* Collection entries *
──────

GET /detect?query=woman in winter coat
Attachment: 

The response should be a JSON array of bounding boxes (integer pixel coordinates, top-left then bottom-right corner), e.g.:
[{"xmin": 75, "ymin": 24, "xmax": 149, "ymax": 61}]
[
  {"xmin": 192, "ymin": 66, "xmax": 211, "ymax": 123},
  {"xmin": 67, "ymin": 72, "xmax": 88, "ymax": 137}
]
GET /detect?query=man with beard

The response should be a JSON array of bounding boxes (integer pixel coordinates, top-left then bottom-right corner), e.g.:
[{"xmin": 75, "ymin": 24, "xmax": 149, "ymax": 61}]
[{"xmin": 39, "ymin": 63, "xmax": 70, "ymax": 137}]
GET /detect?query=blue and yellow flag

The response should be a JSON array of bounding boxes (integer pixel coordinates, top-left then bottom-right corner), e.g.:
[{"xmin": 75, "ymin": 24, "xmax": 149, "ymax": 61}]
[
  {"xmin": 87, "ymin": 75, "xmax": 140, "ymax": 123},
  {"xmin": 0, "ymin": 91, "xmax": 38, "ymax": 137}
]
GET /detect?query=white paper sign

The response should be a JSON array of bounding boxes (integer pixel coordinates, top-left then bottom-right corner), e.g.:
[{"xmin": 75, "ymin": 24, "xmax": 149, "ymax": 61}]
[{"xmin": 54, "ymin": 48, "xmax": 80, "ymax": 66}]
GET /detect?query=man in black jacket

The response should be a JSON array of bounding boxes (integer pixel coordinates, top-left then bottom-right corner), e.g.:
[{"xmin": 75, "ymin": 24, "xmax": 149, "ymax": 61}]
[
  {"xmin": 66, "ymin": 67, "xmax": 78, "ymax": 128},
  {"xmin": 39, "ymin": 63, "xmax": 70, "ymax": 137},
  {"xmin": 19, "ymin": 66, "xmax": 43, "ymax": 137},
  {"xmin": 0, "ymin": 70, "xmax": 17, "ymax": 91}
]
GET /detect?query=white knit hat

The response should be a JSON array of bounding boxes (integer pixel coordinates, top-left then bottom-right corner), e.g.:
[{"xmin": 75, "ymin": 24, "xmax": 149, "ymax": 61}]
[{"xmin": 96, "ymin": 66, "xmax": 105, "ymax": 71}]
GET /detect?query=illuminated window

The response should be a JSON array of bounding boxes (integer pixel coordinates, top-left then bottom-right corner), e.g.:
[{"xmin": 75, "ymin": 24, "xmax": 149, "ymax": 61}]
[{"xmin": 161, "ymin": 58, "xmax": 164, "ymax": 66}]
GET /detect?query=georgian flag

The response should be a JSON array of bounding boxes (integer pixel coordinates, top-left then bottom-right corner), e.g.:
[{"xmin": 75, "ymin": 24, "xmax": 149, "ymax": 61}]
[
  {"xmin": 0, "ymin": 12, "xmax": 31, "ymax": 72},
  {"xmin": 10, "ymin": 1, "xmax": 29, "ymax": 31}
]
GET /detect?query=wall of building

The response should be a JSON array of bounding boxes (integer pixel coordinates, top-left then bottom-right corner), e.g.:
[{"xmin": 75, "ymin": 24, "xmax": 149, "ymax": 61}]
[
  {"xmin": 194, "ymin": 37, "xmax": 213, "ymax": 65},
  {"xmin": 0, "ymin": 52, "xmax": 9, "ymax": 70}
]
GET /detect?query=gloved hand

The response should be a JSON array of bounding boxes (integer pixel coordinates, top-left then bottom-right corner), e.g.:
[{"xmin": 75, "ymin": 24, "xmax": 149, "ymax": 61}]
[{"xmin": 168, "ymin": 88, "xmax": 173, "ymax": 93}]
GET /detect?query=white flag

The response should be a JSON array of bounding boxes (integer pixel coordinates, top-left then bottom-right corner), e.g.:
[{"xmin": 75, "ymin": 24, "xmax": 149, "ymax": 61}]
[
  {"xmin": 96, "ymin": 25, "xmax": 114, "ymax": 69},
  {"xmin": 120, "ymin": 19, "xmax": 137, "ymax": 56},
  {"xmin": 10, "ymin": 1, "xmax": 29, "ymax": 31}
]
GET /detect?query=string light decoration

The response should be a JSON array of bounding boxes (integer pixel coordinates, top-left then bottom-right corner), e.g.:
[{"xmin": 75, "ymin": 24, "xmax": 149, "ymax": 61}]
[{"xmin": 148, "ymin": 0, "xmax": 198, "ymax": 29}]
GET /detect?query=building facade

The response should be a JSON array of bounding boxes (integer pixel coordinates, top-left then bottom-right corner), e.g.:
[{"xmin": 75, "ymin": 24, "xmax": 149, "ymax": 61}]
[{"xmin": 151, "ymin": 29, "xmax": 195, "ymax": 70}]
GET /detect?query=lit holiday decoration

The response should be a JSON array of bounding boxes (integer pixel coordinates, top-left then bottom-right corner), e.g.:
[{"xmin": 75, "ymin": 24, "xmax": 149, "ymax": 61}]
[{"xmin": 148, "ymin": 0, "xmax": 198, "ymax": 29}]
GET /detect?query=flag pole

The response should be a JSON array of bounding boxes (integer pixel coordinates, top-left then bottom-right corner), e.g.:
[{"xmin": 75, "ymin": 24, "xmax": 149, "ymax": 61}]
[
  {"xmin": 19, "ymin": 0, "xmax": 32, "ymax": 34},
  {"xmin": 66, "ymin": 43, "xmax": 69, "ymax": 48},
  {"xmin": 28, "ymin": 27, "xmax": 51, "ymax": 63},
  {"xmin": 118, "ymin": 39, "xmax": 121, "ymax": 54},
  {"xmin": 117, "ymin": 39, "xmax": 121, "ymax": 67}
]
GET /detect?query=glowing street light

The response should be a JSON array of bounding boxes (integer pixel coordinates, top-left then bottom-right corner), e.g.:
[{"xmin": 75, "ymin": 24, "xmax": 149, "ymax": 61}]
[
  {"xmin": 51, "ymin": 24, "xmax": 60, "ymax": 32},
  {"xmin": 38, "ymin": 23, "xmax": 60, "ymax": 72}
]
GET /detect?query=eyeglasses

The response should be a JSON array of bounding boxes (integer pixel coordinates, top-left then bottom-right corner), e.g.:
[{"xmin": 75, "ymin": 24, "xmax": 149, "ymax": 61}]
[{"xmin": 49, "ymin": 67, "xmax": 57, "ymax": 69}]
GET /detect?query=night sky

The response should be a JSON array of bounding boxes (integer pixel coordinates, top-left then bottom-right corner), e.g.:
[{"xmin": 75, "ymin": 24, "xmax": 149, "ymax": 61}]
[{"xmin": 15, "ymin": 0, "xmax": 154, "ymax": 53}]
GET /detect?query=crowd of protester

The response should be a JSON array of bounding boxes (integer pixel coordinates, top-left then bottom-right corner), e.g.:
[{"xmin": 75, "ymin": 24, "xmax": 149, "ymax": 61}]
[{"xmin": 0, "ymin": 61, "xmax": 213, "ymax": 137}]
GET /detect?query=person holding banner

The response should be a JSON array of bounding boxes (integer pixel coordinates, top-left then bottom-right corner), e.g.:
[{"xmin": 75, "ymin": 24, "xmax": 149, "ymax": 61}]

──────

* Work to be completed *
Whenever a line of the records holds the string "flag", pick it out and copy it.

* Your solution *
GET /detect?query=blue and yellow flag
GET /detect?query=georgian flag
GET /detect?query=white flag
GET /detect?query=flag pole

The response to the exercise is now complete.